EXERCISE DIRECTIONS |
Starting from the line that contains "One pin marks each instance of the stone staircase.", reproduce each line exactly through the end of the material, and include no other lines.

SUPPLIED RECORDS |
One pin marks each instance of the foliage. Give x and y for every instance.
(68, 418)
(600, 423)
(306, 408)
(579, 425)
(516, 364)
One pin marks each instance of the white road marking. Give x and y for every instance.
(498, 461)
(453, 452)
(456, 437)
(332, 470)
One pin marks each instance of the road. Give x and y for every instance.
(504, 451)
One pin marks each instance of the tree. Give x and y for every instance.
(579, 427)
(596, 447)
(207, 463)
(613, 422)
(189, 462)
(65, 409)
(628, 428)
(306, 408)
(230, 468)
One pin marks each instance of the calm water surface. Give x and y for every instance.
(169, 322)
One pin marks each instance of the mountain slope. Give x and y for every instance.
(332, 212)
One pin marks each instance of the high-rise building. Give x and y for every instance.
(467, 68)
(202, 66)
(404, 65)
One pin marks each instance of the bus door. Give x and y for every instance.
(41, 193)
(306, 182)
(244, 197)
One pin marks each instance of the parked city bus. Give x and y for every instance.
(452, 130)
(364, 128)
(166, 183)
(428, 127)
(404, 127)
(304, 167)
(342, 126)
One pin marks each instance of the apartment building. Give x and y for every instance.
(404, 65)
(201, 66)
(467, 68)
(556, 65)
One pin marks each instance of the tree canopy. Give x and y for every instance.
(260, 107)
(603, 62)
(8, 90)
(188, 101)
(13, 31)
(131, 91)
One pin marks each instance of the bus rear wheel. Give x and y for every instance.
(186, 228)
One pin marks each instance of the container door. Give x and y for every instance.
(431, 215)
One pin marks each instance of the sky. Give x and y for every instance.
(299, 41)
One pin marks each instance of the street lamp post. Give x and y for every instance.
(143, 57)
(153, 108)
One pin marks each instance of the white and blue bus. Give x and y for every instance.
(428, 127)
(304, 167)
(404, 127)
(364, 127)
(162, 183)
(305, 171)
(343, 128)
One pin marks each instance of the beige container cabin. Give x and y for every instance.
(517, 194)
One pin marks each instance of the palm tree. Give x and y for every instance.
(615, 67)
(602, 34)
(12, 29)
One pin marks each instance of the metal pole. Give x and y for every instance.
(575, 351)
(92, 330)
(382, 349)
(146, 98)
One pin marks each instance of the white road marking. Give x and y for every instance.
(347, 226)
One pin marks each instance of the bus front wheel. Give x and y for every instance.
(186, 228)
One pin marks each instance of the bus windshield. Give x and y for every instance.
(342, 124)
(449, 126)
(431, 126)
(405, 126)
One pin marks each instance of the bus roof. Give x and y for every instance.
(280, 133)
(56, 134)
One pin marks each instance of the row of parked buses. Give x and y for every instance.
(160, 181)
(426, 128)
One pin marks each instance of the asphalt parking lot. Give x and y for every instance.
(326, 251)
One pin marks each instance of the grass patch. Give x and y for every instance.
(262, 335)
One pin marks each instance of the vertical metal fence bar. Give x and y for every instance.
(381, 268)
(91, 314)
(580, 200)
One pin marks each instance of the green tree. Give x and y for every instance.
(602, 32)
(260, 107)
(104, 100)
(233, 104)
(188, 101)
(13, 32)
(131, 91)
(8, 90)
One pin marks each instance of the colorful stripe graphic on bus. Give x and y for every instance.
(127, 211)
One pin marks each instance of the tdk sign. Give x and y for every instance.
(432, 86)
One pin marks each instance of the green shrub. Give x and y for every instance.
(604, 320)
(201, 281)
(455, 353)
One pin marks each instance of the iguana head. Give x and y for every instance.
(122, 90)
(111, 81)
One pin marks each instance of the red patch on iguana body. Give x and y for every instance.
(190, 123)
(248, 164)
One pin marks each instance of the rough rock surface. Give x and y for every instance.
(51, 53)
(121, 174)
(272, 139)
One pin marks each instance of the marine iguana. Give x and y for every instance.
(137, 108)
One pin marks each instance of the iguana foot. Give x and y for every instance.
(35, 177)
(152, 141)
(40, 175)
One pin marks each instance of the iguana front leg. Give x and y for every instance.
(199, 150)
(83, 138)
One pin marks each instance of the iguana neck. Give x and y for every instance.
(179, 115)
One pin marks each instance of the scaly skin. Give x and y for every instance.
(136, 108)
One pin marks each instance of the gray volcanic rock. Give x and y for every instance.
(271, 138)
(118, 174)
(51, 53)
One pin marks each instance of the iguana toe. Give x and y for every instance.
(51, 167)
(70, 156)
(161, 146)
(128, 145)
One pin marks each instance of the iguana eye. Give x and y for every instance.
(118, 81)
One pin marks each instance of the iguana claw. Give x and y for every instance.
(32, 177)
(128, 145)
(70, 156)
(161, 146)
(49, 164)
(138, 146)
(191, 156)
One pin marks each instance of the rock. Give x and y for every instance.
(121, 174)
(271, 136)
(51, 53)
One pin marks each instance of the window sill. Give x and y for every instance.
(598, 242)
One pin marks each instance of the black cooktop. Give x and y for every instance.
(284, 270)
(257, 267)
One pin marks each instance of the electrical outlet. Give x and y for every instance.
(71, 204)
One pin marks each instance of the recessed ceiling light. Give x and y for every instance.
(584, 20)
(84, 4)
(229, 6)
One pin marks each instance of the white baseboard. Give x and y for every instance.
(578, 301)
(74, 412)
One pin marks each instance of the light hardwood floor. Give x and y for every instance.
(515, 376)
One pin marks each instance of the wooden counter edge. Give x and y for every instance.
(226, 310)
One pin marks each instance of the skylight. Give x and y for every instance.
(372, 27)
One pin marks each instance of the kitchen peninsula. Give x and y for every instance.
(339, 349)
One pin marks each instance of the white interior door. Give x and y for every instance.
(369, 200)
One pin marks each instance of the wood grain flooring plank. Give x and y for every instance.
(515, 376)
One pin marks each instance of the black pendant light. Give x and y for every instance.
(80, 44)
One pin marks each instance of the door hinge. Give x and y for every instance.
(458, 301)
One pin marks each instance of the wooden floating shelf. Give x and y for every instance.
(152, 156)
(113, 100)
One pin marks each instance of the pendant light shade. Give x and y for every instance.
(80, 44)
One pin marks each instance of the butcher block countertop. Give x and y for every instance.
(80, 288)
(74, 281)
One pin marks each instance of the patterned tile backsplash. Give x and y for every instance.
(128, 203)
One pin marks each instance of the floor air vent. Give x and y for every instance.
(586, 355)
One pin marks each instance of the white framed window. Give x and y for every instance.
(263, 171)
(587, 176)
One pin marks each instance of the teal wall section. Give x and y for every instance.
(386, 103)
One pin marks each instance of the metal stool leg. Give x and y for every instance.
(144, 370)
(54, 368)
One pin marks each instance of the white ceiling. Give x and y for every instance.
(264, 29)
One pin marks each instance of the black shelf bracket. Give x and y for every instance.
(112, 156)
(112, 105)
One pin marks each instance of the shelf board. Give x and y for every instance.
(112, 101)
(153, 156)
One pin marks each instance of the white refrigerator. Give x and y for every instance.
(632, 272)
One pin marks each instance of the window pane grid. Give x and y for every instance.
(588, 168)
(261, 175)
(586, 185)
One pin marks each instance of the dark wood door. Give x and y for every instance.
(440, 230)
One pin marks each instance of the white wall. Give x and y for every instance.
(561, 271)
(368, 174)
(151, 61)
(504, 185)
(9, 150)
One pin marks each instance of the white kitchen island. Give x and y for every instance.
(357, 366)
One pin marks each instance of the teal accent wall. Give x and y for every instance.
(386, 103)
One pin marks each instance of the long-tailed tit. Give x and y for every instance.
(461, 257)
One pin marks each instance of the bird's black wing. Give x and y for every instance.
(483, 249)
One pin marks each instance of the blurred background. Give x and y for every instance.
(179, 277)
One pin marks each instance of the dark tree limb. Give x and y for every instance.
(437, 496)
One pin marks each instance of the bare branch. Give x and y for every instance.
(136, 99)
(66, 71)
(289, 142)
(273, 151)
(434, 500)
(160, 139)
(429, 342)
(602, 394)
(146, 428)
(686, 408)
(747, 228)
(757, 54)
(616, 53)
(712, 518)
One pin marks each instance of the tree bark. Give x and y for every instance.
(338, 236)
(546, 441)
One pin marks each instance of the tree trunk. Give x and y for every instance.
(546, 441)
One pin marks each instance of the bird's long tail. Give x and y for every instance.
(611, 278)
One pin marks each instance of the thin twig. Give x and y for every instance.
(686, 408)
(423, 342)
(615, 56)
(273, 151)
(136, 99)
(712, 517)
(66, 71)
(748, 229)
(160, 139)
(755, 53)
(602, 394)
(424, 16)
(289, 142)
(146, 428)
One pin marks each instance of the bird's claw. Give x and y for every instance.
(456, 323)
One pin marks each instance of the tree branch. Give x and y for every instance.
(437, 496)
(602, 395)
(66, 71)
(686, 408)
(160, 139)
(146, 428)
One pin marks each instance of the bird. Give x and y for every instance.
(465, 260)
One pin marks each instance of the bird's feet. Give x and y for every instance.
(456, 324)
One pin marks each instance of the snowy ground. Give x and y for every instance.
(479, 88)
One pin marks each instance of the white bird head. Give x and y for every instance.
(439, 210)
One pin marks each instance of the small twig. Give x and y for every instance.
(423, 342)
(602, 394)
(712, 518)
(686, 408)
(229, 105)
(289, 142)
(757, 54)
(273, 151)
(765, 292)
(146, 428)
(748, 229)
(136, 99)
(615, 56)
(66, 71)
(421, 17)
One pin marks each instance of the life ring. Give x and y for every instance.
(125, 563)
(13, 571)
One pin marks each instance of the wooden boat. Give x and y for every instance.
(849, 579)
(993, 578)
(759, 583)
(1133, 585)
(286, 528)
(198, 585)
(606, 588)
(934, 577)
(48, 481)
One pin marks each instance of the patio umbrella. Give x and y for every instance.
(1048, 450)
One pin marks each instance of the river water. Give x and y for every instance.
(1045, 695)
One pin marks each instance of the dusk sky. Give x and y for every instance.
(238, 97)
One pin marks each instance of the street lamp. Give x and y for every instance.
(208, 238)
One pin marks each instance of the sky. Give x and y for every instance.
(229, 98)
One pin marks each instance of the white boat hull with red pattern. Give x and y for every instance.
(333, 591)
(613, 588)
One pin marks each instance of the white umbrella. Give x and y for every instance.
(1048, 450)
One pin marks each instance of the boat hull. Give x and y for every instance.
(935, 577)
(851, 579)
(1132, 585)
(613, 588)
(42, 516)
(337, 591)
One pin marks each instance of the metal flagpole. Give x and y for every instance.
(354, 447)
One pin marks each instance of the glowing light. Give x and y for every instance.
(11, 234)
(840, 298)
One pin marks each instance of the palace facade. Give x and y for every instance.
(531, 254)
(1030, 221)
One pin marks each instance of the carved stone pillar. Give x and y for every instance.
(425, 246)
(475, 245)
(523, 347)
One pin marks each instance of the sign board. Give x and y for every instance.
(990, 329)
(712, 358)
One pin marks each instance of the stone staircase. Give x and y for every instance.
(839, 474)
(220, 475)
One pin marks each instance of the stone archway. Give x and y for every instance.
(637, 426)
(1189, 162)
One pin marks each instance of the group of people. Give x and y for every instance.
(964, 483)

RESULT FOR THIS EXERCISE |
One pin marks each instance of the stone staircase. Give x and y for every instance.
(839, 474)
(220, 475)
One pin marks each instance of the stone archway. Give x and y for every instance.
(637, 426)
(1189, 162)
One pin marks each instance of the group of people. Give x and y for every instance.
(964, 483)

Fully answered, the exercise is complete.